## WRITTEN INSTRUCTION
How many lines of the listing below contain the string "wall"? Case matters. Reply with the number alone.
☆ ☆ ☆ ☆ ☆ ☆ ☆
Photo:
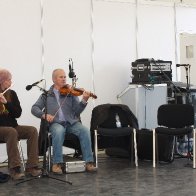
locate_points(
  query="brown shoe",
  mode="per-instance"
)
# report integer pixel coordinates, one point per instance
(16, 173)
(90, 167)
(56, 169)
(33, 171)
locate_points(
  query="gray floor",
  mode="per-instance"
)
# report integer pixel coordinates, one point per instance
(115, 176)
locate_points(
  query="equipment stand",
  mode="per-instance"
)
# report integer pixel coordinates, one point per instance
(44, 170)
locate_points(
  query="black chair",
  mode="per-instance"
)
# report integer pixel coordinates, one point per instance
(176, 120)
(71, 141)
(105, 134)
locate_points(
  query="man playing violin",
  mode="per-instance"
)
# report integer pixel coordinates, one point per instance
(63, 116)
(11, 132)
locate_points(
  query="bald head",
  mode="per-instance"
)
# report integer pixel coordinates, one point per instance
(59, 78)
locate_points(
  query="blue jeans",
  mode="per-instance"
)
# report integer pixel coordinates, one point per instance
(58, 132)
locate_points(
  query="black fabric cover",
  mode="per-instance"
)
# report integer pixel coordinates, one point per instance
(175, 115)
(110, 137)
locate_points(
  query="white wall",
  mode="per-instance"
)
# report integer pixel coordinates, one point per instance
(102, 37)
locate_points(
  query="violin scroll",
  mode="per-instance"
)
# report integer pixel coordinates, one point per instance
(65, 90)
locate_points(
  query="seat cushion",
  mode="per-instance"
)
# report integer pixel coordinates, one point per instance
(115, 132)
(173, 131)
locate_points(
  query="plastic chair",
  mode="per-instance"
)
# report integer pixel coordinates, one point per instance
(106, 134)
(176, 120)
(71, 141)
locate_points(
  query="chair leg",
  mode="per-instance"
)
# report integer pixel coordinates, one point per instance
(194, 134)
(135, 147)
(21, 154)
(96, 148)
(154, 148)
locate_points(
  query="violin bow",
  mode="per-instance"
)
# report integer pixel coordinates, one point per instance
(7, 89)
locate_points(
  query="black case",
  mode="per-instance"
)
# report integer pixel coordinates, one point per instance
(146, 71)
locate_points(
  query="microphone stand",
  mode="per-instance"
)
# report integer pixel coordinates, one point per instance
(45, 136)
(187, 68)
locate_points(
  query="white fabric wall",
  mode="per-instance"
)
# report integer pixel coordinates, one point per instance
(102, 37)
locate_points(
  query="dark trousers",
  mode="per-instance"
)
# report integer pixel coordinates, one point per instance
(11, 135)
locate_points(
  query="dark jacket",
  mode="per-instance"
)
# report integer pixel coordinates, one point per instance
(12, 111)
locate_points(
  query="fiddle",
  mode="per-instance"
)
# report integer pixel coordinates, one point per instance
(65, 90)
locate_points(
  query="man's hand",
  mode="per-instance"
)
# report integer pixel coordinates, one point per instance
(2, 99)
(49, 117)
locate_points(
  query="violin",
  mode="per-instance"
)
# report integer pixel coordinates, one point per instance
(65, 90)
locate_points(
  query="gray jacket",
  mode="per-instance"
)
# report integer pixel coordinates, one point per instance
(71, 108)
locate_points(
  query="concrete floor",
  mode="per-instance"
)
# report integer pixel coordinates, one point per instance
(115, 176)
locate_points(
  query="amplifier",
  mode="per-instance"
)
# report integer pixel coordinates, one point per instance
(156, 72)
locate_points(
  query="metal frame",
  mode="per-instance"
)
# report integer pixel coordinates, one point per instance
(154, 148)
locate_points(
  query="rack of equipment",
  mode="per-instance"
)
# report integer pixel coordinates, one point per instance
(150, 71)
☆ ☆ ☆ ☆ ☆ ☆ ☆
## THE OUTPUT
2